Task goal:
Go through the entries below and print each one exactly, leaving out pictures.
(Beginning of Task input)
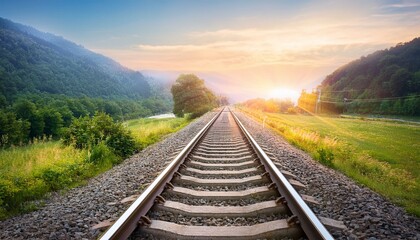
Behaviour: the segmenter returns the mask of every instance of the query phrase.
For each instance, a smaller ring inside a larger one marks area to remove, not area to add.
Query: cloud
[[[323,66],[336,62],[343,64],[368,51],[391,46],[400,42],[403,35],[404,31],[399,28],[387,26],[384,31],[376,23],[301,22],[282,29],[193,32],[189,34],[187,44],[139,44],[131,51],[143,59],[139,63],[148,64],[139,67],[160,70],[171,63],[170,70],[200,71],[273,64]],[[158,65],[152,66],[152,63]]]
[[[302,13],[265,28],[188,32],[179,44],[169,39],[166,44],[96,50],[134,69],[217,72],[225,77],[228,92],[234,87],[261,92],[270,84],[299,89],[362,55],[418,37],[419,15],[382,10],[408,6],[384,5],[354,15]]]
[[[400,3],[394,3],[394,4],[386,4],[380,6],[382,9],[387,8],[415,8],[420,7],[420,3],[418,1],[402,1]]]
(End of Task input)
Solution to the exercise:
Behaviour: the segmenter returns the mask of every instance of the query phrase.
For each instance, a smaller ring inside a larger one marks area to remove, not area to add.
Query: cloud
[[[323,66],[336,62],[343,64],[368,51],[391,46],[400,42],[403,35],[404,31],[399,28],[387,26],[384,31],[376,23],[301,22],[282,29],[193,32],[189,34],[187,44],[139,44],[131,51],[143,59],[139,63],[148,64],[139,67],[160,70],[171,63],[170,70],[200,71],[273,64]],[[158,65],[152,66],[152,63]]]
[[[302,13],[265,28],[188,32],[179,44],[169,39],[166,44],[96,50],[134,69],[217,72],[225,77],[228,92],[234,87],[261,92],[270,84],[299,89],[362,55],[418,37],[419,15],[382,10],[408,6],[384,5],[354,15]]]
[[[400,3],[394,3],[394,4],[386,4],[380,6],[382,9],[387,8],[415,8],[420,7],[420,3],[418,1],[402,1]]]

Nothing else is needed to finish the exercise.